The request :: In the piece on the Syrian secret police, where did Syrians go under Assad Senior to learn how to set up their own secret police system?

Source excerpt ::
********************

28 May 2012

The Syrian secret police, laid bare

Getting my hair cut this afternoon in Homs, the man being shaved in the chair next door leans over to me, risking the cut throat razor at his chin: “habibi, my friend! Tell me, in London, do they have government TV channels?”

“No. I don’t think people would watch them,” I tell him, “or they would laugh.”

And now my new habibi – my new friend – is laughing himself. “That is good,” he twinkles through a lather of shaving foam. “That is good”.

So, has a signal just been sent to me, or an invitation to be trapped by saying too much? In Syria, you never know. You never know if you’re being sounded out by someone who wants to criticise the regime so many hate (state TV channels included) or invited to say more than you should by “one of them”.

Back in the day, under Assad Senior, the Syrians went to East Germany to learn from the professionals, the Stasi, how to set up their own system of secret police.

Like the German democratic republic in its prime, the system here simply relies on the Stasi fear principle: you never know whether or not anyone is “one of them”.

That friendly bloke at the coffee shop? The woman who teaches your child? Your brother? The halal butcher… The baker… or indeed, the candlestick manufacturer?

A ‘welcome’ by the Ministry

The system remains bluntly obvious and almost disarmingly frank in some ways. I had scarcely entered my Damascus hotel room before the woman from the Ministry was on the phone “welcoming” me: “Yes,” she said. “They called me from the airport to say you had arrived.”

********************

Extracted data ::
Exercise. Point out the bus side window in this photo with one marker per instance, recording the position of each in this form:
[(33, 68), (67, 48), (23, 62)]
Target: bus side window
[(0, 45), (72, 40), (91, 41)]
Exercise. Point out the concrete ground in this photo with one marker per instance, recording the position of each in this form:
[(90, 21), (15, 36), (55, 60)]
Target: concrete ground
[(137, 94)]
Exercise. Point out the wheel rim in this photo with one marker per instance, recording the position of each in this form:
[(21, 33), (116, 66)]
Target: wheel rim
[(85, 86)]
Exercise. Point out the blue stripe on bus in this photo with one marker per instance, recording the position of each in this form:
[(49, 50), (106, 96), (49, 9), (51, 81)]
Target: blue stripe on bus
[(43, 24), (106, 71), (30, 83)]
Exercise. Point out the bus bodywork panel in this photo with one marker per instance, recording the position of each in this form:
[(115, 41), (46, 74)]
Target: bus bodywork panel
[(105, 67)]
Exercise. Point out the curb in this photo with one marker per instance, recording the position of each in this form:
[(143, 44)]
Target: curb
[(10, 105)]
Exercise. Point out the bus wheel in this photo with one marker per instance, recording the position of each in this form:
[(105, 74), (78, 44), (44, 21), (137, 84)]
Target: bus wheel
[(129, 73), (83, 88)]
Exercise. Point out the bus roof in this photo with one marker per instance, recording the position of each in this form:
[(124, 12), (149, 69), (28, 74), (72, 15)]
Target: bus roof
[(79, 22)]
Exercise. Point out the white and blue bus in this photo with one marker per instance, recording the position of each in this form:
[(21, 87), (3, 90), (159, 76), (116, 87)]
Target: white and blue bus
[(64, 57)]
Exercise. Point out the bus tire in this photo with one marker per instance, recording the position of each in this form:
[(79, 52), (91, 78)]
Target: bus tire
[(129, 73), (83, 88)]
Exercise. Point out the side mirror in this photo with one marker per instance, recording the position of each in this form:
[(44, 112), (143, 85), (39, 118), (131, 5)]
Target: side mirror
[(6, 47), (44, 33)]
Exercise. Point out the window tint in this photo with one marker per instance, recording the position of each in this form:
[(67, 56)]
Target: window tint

********************

Written answer :: East Germany, to learn from the Stasi.